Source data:
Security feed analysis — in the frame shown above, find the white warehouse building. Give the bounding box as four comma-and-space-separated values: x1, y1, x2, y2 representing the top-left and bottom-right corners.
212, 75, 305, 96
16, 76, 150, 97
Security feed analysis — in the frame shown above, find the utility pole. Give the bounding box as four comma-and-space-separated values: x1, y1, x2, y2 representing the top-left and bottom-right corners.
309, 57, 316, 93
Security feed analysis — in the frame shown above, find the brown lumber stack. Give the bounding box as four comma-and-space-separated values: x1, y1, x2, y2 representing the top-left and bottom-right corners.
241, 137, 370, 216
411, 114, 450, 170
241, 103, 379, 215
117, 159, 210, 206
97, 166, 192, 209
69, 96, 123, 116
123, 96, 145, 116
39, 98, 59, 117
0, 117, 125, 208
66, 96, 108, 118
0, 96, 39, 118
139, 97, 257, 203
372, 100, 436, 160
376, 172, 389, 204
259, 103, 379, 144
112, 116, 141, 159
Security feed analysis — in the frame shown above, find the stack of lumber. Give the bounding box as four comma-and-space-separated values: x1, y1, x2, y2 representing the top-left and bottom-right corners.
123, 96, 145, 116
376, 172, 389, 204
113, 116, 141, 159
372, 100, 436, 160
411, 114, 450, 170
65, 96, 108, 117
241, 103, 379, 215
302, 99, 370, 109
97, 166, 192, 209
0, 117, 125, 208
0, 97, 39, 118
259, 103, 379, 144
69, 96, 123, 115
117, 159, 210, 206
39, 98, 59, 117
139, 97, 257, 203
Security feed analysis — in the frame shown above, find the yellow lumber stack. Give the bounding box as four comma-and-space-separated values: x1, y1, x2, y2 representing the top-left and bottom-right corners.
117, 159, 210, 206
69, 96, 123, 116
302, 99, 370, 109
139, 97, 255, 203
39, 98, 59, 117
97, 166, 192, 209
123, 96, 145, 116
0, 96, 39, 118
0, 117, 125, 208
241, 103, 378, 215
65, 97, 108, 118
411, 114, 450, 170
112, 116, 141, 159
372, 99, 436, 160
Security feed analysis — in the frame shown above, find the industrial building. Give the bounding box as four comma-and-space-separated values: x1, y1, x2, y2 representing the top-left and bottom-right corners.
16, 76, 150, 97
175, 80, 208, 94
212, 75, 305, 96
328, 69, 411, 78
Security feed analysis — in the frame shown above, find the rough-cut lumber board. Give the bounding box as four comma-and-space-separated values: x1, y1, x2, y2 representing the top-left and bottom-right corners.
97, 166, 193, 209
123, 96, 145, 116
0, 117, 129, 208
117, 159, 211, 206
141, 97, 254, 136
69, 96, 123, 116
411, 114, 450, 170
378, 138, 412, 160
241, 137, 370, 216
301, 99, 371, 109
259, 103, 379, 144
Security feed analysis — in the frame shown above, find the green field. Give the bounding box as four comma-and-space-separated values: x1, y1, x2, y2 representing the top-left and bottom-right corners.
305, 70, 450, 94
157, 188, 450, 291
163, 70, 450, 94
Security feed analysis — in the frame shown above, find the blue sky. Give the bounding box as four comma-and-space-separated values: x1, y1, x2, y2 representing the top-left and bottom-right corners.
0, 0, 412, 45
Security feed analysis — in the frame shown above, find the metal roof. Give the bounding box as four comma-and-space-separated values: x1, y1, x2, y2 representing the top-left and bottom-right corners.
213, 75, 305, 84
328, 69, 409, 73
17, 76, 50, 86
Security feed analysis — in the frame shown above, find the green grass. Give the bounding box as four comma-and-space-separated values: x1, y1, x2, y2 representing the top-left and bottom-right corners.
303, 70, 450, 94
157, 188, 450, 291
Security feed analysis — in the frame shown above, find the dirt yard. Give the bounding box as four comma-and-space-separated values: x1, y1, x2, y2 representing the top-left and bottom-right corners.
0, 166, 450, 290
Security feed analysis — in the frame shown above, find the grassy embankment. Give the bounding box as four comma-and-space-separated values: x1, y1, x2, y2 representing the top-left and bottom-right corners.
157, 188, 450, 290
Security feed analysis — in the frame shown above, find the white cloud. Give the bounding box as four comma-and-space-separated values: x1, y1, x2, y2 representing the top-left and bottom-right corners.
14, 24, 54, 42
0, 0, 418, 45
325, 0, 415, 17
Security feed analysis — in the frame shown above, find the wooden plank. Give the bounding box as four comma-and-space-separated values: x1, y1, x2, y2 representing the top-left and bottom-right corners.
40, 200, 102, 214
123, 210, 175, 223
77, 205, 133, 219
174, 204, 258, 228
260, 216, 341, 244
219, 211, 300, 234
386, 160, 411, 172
--
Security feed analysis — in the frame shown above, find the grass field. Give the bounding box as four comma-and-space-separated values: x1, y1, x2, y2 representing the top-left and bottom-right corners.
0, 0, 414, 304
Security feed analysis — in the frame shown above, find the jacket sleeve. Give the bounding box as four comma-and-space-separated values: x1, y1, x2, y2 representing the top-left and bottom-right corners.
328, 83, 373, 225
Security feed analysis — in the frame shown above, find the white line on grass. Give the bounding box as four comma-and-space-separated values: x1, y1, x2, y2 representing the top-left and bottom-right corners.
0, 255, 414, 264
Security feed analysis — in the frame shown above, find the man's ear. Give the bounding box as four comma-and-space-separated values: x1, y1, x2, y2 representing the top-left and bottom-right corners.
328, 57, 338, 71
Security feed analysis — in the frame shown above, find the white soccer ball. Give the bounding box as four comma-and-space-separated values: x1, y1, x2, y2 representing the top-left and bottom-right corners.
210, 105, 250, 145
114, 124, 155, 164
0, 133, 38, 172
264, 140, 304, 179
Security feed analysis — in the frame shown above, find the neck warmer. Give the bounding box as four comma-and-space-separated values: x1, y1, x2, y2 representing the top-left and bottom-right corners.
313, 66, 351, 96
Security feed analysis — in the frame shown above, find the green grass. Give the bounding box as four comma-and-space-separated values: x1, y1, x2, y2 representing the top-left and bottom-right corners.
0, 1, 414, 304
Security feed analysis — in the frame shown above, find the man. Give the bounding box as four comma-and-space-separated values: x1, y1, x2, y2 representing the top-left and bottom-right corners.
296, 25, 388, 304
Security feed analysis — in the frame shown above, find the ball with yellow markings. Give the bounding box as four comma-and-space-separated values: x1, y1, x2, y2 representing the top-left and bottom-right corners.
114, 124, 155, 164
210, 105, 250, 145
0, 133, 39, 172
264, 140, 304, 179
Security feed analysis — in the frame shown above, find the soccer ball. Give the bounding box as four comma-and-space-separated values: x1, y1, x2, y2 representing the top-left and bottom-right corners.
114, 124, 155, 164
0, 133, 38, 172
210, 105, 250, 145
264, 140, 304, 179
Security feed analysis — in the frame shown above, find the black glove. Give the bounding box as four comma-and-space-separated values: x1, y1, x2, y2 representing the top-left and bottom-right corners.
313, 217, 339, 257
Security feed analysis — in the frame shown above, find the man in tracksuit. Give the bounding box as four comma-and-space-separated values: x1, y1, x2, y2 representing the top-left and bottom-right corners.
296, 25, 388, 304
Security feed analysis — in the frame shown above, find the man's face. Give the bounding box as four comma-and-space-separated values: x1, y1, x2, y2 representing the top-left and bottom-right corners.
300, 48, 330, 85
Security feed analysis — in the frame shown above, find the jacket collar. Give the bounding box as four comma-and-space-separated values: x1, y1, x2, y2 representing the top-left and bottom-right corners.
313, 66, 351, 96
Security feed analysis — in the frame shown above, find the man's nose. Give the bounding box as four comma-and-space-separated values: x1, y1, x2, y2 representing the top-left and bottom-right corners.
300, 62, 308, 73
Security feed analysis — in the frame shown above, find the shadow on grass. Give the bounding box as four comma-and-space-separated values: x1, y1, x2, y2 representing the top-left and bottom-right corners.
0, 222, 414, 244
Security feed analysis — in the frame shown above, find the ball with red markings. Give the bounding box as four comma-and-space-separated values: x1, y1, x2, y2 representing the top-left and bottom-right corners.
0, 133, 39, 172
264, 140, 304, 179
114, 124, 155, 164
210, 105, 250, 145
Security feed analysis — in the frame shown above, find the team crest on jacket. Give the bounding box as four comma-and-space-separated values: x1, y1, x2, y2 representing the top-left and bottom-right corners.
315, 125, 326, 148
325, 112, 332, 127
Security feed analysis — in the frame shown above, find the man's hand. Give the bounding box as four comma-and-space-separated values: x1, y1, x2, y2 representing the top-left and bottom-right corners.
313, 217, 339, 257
* * *
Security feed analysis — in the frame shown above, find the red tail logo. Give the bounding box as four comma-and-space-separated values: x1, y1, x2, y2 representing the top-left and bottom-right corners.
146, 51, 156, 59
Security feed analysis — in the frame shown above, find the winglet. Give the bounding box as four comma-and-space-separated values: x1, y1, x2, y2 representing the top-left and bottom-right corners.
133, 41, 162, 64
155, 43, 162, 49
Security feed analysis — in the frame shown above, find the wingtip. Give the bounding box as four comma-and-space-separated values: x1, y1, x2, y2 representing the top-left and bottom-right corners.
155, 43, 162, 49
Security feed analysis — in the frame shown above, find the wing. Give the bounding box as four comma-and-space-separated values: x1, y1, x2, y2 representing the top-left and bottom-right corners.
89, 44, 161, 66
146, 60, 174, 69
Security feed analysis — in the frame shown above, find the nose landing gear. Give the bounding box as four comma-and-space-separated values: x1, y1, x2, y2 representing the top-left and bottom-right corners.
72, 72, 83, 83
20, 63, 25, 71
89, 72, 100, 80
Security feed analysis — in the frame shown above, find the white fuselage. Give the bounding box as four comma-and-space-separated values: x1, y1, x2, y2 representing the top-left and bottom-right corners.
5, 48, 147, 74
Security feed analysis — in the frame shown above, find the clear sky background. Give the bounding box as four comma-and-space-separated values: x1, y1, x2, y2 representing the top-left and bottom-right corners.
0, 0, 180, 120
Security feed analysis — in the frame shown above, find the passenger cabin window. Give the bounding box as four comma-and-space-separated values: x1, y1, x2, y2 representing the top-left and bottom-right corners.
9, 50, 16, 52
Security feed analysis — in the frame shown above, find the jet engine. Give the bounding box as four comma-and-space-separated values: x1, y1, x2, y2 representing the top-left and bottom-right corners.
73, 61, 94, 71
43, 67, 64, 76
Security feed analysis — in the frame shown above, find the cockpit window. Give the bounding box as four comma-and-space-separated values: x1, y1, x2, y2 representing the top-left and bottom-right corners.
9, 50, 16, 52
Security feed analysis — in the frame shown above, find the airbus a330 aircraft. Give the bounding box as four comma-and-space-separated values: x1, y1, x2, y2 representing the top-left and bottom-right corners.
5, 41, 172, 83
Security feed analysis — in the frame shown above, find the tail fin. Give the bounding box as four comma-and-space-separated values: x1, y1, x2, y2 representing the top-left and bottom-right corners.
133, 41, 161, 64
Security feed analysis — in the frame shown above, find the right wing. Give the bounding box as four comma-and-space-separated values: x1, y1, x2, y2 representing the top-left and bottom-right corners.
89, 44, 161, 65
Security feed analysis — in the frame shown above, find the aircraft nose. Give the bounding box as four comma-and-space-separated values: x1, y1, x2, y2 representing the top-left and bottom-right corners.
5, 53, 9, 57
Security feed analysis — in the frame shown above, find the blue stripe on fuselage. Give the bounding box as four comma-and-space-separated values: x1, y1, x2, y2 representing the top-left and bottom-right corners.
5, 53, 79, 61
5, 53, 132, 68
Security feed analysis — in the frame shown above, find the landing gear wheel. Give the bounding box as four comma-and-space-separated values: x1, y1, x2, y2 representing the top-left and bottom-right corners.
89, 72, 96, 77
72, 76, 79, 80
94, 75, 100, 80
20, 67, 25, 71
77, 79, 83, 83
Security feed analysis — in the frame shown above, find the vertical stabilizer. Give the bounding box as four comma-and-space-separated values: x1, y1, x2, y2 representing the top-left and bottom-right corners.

* _Given problem_:
Starting with the line that contains "find the right" and going on through the line that contains "5, 53, 132, 68", rewrite those lines, swapping "frame" for "snapshot" and leaving everything else unchanged.

* _Result of the task_:
Security feed analysis — in the snapshot shown above, find the right wing. Give the bounding box as four comma-and-space-separated values: x1, y1, x2, y2 representing the top-left and bottom-right corners.
89, 44, 161, 65
Security feed analysis — in the snapshot shown above, find the aircraft nose. Give the bounding box as four comma-and-space-separated values: x1, y1, x2, y2 representing the top-left and bottom-right corners.
5, 53, 9, 57
Security feed analysis — in the snapshot shown above, find the blue stripe on fuselage. Give the bounding box as four comma-and-space-separated values: x1, y1, x2, y2 representing the top-left and bottom-right corners.
5, 53, 79, 61
5, 53, 132, 68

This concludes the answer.